--- Problem ---
Reproduce the listing below with "Python list" swapped for "JSON array" at every occurrence and nothing else altered. Leave the pictures out of your answer.

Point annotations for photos

+++

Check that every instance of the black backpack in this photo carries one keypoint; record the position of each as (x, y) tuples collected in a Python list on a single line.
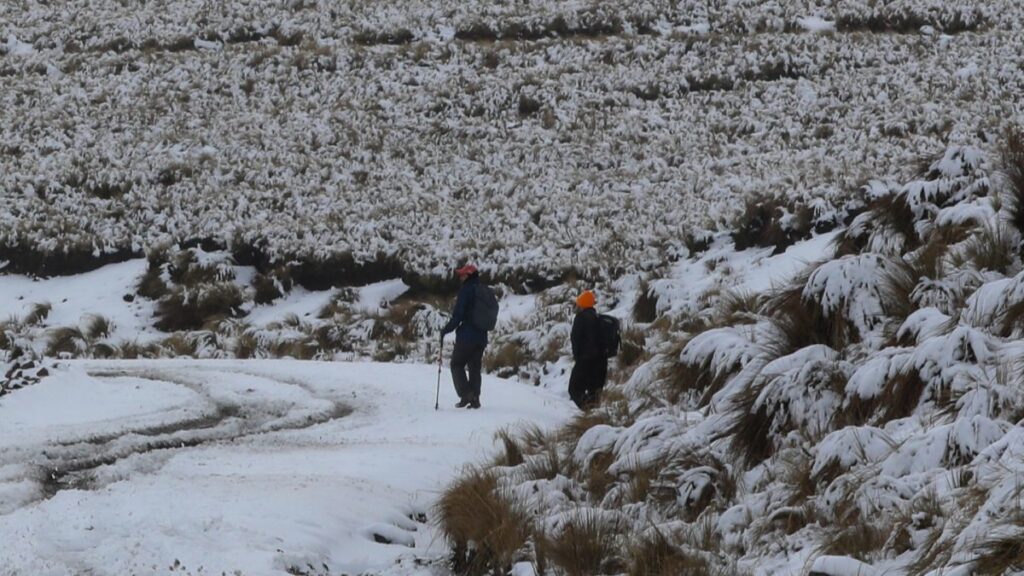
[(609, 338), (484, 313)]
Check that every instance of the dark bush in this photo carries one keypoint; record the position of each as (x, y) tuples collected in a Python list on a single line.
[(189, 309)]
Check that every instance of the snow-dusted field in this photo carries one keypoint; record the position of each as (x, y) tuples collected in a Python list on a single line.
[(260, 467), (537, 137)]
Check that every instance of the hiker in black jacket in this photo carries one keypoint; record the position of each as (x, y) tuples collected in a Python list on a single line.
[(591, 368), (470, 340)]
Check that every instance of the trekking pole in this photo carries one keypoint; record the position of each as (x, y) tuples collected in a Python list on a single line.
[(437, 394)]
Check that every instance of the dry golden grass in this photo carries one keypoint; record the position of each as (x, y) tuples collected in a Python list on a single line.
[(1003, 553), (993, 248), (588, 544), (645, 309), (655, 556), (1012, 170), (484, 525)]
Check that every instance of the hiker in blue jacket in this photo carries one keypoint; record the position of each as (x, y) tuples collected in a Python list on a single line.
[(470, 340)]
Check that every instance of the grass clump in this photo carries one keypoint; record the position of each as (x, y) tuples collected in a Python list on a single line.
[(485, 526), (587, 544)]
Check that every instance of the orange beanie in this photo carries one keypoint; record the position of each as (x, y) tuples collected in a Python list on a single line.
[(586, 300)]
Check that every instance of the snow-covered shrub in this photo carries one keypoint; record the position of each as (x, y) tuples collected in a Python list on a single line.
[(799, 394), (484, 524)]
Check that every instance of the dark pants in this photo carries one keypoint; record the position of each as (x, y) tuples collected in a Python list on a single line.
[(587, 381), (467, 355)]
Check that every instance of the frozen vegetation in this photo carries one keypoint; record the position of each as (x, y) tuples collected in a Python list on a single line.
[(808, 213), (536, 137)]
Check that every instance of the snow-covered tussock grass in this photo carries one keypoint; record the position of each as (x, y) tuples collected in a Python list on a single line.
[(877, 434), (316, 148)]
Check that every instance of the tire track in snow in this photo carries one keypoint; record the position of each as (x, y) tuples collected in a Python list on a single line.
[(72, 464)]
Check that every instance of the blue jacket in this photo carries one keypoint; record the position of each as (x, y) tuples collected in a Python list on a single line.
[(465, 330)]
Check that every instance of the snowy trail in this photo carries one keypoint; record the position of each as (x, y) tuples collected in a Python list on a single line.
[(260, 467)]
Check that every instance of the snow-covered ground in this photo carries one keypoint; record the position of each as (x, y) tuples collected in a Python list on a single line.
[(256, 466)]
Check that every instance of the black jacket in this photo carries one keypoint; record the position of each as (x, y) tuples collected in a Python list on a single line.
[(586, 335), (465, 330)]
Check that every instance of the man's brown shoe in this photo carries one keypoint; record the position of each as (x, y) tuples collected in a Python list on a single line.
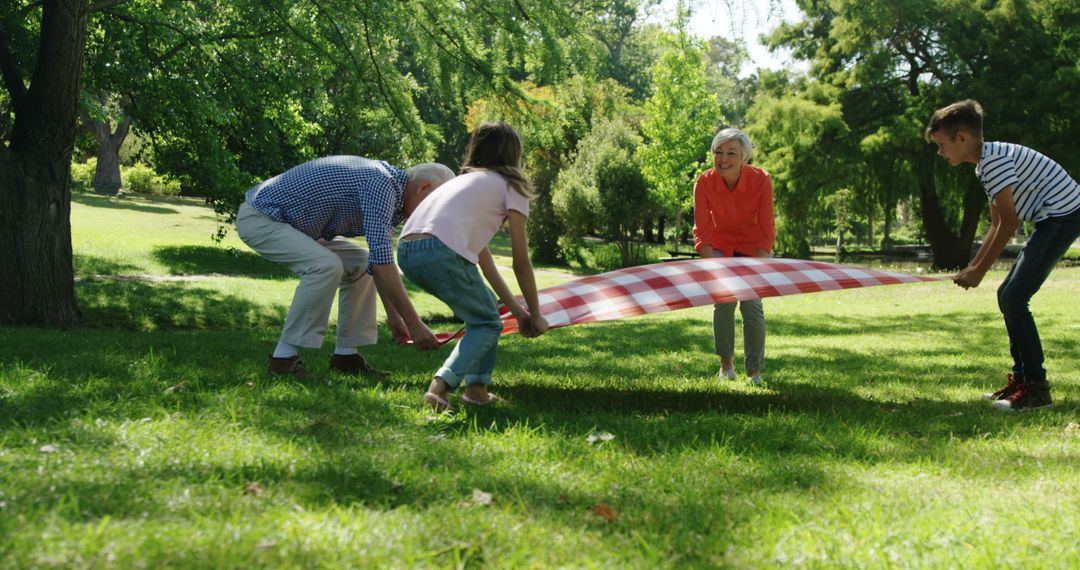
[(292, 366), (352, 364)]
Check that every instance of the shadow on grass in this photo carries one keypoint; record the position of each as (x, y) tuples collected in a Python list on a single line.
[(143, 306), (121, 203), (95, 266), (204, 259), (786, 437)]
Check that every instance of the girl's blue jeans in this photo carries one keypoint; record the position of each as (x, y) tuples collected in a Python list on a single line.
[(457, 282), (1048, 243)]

+++

--- Right answer ---
Check that every instance of the black backpack in this photo carries one keypoint; record the position of each as (x, y) tuples collected in a JSON array on a single line.
[(609, 338), (484, 313)]
Check that every instance of the dark bush in this photo carries one keypoint; record the position of each as (x, y) tuples collected in a JSON array on a single line.
[(189, 309)]
Check that every instance of the snow-dusted field in this photo carries one keypoint; record the position of each as (x, y) tuples collected in a JSON array on a single line.
[(260, 467), (537, 137)]
Check that every instance of the hiker in black jacket in this photo carries one keypoint; record the position of each as (x, y) tuples collected in a JSON array on a single line.
[(591, 368), (470, 340)]
Check that every instance of the trekking pole in this photo carries one keypoint; record the position of each as (x, y) tuples collected in a JSON array on a single line.
[(437, 394)]
Check that every instance of the dry golden grass in this photo carries one keypoint; record the position of each as (x, y) tuples collected in a JSON array on a single line.
[(1003, 553), (993, 248), (588, 544), (645, 309), (655, 556), (1012, 170), (484, 525)]
Check that every instance of the hiker in blue jacket in this photo carries one keypoint; record the position of each as (x, y) tuples collected in a JSON array on a single line.
[(470, 340)]
Check that every instance of the grass clump in this photo carries one keypoint; record the position of each as (x, y) tuples collected in a JSON array on a single line.
[(485, 526), (587, 544)]
Check that every instance of the orange beanie in this photo carries one keypoint; record the position of each as (x, y) tuples collected in a JSON array on a single line.
[(586, 300)]
Check that every instance of the snow-covered shrub in this photo carries one keypoint; record the position of each as (x, y) tuples collected in a JSON array on a single line.
[(799, 394), (484, 524)]
Check that every instance of the dark pants in this photo carries one keypoint; record the position of each as (x, y) tuples collected in a JSON array on a single line.
[(587, 381), (467, 355)]
Check that every instance of the frozen vegetation in this photo carries one keypoint; record the position of each as (x, y) tuples collected in a JSON array on a single line.
[(808, 213), (536, 137)]
Check that every instance of the snow-covered tussock grass in this photo carries one keypoint; record the position of each as (x, y) tuples collected in a JSON array on a single line.
[(877, 434), (316, 148)]
Check that every instance of the tire track in snow in this photo carries one keypoint; record the position of each as (x, y) tuples collected in a JSON array on a single line.
[(72, 464)]
Check that every instance of the blue jacket in this photo carries one keypoint; record the position of each as (x, y) tuples collected in a JSON array on a single line.
[(465, 330)]
Check that every instance of the snowy trail in this photo carries one keypoint; record the position of each as (x, y) tuples collected in a JSON array on a single line.
[(260, 467)]
Check that every instance of the snow-covered ground in this photo carries one keypoint; record the position of each as (x, y) tuples collected in a JSON array on a single line.
[(256, 466)]
Check that every instance of the black jacket in this photo carries one keypoint; record the position of each as (x, y) tuples collected in a JSON array on a single line.
[(586, 335), (465, 330)]
Check that every instance of the man's brown shoe in this photo carries one keypoint; record the position of each as (x, y) tuples collected in a JSON array on a single line.
[(292, 366), (352, 364)]
Check that every instance of the shadow on grass in this photo carries one keypoint; record the position of each as (x, y) tuples collected in a JSON array on a single line.
[(143, 306), (121, 203), (95, 266), (204, 259), (786, 437)]
Check that every instance of the girl's blue jeans in this photo carries one keypoint; record the position of each as (x, y) tuples collected in a JSON array on a single line.
[(457, 282), (1048, 243)]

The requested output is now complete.